[BEGIN DATA PROVIDED]
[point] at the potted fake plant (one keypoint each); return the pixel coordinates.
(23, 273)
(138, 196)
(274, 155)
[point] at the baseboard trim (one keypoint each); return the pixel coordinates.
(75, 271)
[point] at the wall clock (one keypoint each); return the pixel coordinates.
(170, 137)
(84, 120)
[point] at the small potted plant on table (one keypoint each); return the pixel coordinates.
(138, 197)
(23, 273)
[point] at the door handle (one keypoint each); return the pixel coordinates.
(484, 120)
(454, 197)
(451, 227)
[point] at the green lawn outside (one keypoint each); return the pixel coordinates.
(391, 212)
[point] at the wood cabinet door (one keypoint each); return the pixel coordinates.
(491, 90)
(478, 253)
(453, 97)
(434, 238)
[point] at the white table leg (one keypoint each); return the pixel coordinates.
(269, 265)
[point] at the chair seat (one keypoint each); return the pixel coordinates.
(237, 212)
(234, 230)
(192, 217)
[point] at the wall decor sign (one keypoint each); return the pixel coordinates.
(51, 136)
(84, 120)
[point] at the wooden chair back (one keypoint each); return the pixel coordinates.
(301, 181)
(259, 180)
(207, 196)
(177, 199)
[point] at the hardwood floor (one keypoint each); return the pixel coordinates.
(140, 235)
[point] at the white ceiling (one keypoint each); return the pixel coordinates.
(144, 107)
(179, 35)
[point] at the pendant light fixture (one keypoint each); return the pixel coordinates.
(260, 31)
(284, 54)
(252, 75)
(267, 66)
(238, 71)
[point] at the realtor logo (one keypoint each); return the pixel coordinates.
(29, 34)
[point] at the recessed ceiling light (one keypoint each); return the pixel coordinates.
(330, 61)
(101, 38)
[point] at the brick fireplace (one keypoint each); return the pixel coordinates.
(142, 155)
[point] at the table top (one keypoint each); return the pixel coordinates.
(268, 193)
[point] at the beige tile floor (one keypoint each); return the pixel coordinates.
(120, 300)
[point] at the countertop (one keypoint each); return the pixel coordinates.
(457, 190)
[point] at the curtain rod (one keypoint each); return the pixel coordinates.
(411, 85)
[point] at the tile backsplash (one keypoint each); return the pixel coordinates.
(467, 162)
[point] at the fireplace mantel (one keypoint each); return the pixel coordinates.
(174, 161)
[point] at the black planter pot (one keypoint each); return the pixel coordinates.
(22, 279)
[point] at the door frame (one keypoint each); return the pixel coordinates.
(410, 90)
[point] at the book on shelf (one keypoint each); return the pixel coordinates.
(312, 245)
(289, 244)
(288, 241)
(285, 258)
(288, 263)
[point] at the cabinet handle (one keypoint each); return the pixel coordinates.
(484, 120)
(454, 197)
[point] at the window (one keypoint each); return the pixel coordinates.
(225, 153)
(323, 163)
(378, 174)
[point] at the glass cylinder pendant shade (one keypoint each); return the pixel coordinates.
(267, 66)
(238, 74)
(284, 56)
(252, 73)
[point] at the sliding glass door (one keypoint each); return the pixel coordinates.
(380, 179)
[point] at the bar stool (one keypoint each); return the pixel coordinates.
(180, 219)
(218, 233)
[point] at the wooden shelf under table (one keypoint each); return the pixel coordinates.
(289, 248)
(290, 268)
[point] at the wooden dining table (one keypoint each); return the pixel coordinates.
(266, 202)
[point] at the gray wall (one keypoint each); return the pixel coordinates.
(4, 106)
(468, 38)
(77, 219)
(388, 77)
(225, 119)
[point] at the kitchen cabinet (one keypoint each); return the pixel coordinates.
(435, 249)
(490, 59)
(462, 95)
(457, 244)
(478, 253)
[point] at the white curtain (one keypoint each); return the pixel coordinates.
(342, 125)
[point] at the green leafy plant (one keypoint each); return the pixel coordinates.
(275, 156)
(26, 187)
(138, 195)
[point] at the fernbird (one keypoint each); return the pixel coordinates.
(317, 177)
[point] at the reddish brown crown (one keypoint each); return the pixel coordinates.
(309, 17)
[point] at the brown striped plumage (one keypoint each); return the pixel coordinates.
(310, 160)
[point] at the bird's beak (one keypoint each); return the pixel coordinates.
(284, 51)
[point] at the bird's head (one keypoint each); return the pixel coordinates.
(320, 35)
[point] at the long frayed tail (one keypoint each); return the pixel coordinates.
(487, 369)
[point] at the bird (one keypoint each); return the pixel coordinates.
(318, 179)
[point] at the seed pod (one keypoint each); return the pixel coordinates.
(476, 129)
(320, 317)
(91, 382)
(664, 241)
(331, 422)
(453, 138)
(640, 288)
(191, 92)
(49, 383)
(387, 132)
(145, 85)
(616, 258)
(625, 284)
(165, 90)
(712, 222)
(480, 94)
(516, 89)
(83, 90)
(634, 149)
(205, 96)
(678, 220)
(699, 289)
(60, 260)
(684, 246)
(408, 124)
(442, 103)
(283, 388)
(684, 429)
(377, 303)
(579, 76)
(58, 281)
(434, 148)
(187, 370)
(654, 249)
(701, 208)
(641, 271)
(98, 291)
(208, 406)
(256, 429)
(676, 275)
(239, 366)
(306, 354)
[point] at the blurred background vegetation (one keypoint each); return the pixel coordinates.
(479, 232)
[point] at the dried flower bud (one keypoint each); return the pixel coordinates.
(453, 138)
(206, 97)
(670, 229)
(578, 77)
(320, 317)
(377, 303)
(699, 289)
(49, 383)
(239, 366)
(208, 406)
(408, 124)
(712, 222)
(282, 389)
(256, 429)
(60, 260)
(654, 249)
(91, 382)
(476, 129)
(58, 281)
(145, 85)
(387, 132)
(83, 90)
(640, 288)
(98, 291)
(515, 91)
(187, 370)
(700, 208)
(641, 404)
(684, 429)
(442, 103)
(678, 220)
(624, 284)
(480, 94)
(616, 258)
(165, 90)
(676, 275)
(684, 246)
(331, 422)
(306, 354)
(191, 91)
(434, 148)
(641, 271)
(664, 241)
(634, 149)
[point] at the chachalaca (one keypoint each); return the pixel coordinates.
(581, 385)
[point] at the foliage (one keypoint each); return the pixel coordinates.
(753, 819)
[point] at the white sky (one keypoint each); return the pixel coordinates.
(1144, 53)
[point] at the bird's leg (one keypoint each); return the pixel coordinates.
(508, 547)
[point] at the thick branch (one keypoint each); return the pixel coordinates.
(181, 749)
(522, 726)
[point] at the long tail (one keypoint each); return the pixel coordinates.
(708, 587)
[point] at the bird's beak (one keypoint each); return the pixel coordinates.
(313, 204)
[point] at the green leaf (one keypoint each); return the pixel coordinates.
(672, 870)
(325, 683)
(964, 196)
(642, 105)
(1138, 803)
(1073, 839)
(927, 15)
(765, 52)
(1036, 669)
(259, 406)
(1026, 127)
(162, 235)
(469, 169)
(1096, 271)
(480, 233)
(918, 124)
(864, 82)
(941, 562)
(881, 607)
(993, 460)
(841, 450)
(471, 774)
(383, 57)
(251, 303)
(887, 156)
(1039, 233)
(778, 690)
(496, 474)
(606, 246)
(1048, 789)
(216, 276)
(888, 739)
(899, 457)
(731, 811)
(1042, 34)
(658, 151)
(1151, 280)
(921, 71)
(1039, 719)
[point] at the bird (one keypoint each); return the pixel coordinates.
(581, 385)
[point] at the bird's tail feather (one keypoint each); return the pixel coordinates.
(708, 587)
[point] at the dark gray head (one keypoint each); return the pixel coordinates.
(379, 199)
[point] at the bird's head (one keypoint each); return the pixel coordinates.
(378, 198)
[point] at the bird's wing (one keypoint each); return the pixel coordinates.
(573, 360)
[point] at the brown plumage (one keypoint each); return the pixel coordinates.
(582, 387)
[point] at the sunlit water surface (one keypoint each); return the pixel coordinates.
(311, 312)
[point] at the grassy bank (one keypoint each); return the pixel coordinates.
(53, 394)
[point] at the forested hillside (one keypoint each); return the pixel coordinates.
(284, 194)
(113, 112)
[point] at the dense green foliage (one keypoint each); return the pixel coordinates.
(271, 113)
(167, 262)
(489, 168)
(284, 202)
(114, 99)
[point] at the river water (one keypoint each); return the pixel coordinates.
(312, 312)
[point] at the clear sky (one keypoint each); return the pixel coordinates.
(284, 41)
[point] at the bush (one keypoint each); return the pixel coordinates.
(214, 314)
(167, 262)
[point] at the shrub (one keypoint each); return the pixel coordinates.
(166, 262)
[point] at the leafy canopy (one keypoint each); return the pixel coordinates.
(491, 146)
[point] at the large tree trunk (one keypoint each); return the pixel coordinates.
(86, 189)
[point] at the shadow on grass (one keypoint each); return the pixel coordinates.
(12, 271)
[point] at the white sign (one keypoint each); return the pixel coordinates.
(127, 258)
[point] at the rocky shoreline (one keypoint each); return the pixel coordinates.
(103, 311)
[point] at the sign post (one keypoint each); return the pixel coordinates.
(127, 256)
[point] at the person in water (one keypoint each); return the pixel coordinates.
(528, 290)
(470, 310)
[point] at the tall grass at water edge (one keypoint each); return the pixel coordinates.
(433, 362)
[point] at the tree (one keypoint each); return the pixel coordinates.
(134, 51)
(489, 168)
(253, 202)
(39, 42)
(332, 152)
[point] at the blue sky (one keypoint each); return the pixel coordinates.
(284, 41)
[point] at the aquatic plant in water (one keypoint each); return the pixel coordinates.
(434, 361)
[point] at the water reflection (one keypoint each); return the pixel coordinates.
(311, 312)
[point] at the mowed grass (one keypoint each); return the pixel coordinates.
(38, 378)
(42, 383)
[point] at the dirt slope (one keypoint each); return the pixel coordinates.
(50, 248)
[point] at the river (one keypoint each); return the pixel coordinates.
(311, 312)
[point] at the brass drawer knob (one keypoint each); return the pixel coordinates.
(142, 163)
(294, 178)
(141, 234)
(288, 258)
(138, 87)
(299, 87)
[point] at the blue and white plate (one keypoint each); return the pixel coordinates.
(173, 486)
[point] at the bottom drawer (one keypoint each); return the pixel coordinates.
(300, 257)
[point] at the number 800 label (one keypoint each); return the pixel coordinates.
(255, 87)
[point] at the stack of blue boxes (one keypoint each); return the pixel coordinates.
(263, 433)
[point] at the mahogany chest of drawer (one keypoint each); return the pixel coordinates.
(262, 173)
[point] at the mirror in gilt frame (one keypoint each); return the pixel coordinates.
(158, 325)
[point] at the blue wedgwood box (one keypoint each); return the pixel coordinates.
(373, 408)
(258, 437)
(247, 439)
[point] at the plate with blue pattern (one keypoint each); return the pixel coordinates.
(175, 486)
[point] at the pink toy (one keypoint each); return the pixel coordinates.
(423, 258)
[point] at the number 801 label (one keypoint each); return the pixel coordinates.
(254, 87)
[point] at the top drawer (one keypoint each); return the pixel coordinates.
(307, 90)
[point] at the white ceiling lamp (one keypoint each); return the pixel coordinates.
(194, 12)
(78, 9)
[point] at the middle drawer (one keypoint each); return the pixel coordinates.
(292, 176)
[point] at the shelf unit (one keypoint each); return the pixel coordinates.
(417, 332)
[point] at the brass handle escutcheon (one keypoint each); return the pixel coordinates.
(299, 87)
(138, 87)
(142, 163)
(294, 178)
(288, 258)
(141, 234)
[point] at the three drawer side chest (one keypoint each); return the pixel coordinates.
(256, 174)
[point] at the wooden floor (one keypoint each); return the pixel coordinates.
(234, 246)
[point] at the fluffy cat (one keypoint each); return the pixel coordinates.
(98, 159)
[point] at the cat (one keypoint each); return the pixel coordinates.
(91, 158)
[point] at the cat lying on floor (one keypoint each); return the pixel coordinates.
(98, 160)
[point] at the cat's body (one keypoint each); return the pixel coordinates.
[END DATA PROVIDED]
> **WHAT THE EXERCISE ASKS**: Can you scale this listing from the line with "[point] at the brass handle" through the end of the listing, both ends included, by rewriting every line, requests unchanged, with each pixel coordinate in the answers multiplied by 1.45 and rounded to a whole number, halves up? Give only those lines.

> **THE OUTPUT**:
[point] at the brass handle escutcheon (one keypoint each); return the pixel coordinates.
(434, 126)
(200, 126)
(206, 236)
(426, 258)
(418, 374)
(204, 339)
[point] at the three drawer side chest (one keypoint each); return the pixel coordinates.
(371, 252)
[point] at the wooden floor (one keypoint each); return the pixel coordinates.
(339, 357)
[point] at the fluffy cat (one keypoint each); return the pixel coordinates.
(142, 231)
[point] at the cat (one keypoint each); return the pixel coordinates.
(132, 229)
[point] at the cat lying on floor (one keypoint each); return the pixel coordinates.
(142, 232)
[point] at the cat's body (one keypoint each); return the pixel coordinates.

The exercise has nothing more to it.